> ACTIVITY
Turn the paragraph in the ferret behavior excerpt that begins "A ferret's behavioral problems" into a short bulleted list that keeps its main facts.

If your ferret happens to get a hold of you as you’re trying to stop an aggressive encounter, there’s a chance it’ll latch on. In this case, experts like Dr. Claudia Vinke and colleagues suggest a rather unusual solution.
In Chapter 12 of Behavioral Biology of Laboratory Animals, they write, “When ferrets bite (people), they have a tendency not to let go. The most effective way to get the ferret to release its grip is by holding the ferret under a running faucet.”
It’s a little unorthodox for most ferret owners, but it’s the safest way to stop dangerous behavior before it escalates. Opting for any of the correction methods listed in the previous section will only invite trauma and inhibit your ferret’s behavioral development.
Lastly, one of the best yet simplest things you can do to protect your physical safety is to wear leather gloves. These will protect you from any bites or scratches from a weasel that’s lashing out.
Common ferret behavior problems in multi-ferret households and how to address them
A ferret’s behavioral problems can change as they age, but they don’t change much. Most of the bad habits that ferret owners tend to complain about are directly related to the animal’s hunting instincts and need for a wide range of physical activity. Yet, during adulthood, you might face another level of social conflict entirely: sexual play.
Dr. Vinke says that, although ferret play remains pretty much the same throughout its life, there is a general pattern it’ll follow through maturity. She says, “[A]fter a period, 12 weeks or whatever, you also see sexual play mounting or all those kinds of stuff.”
That said, you’ll probably be dealing with problematic dominance and aggression displays around this age. In terms of sexual play, many ferret owners have discussed times when their male ferrets began mounting and scruffing females, sometimes even holding the girls by the throat.
There’s no single best way to respond to these situations. Many owners end up having to take their ferret to the veterinary hospital after trying everything they possibly could to resolve the sudden severe aggression.

Region pointing data
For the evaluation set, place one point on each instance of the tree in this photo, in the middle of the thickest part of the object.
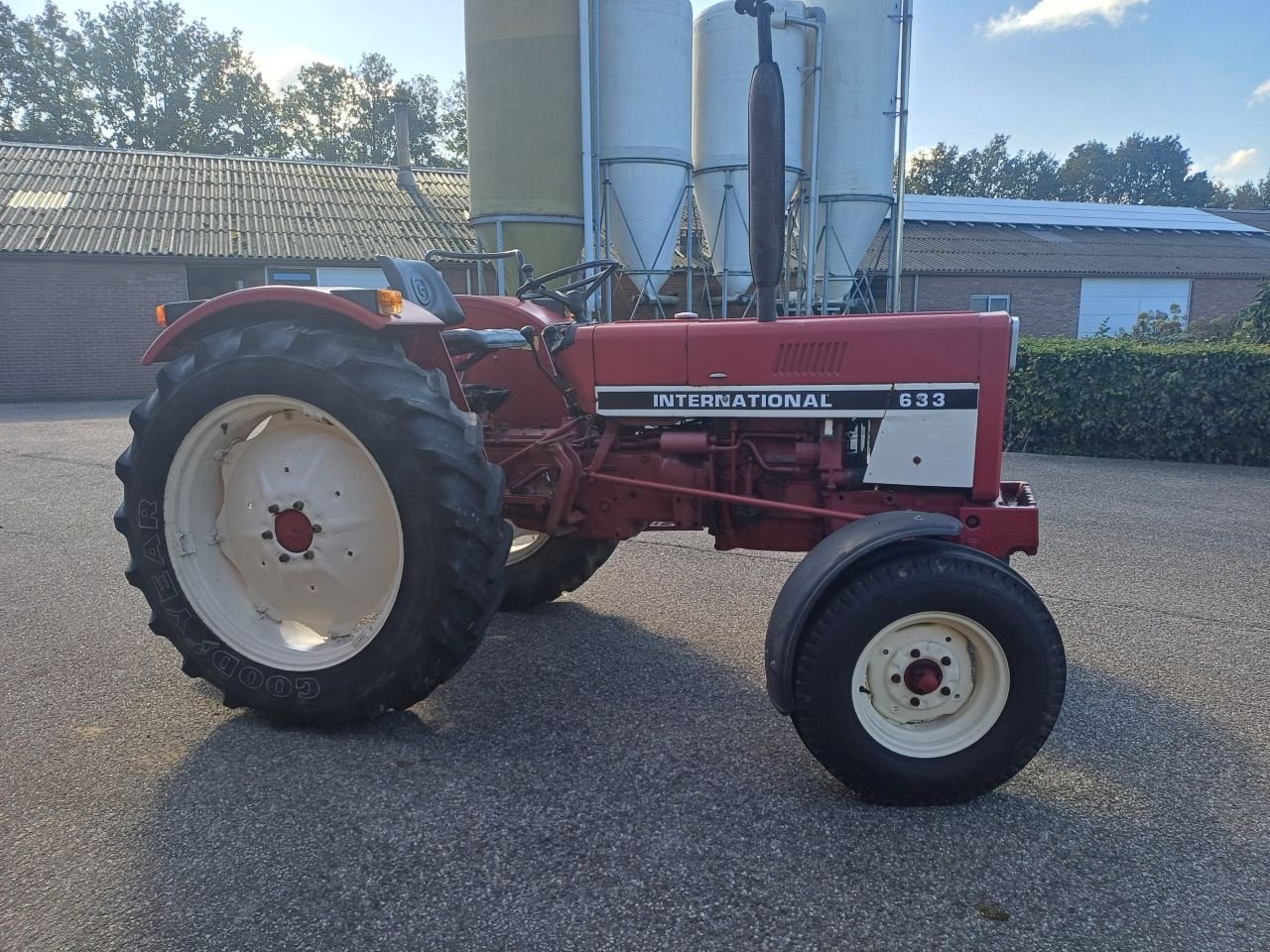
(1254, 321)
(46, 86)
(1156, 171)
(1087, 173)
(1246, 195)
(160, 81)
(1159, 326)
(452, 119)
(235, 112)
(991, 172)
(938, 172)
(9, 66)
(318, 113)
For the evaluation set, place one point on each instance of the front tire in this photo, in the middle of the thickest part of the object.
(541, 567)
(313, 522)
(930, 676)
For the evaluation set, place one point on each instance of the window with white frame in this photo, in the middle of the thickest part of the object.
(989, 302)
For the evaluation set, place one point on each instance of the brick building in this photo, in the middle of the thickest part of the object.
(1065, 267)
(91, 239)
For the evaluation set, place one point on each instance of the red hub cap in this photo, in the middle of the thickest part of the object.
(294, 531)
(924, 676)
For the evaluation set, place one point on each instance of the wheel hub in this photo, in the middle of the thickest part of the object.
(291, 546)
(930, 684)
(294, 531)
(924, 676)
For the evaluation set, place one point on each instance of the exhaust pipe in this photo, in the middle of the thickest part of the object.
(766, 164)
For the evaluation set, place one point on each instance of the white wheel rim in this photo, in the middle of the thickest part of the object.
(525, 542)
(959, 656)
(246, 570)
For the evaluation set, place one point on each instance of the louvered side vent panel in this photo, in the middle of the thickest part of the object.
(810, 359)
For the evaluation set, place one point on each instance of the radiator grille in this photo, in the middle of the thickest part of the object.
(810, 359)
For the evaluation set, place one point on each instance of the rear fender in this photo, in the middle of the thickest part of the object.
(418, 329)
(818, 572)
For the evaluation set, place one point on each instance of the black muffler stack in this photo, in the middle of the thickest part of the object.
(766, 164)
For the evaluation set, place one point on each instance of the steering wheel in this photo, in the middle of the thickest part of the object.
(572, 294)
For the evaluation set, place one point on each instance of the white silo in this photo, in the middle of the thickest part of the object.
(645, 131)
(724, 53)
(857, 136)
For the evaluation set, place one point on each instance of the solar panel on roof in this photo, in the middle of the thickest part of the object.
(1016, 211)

> REPLY
- A ferret's behavioral problems can shift with age, but not by much.
- Most bad habits owners complain about come from hunting instincts and the need for a wide range of physical activity.
- In adulthood, sexual play can bring a whole new level of social conflict.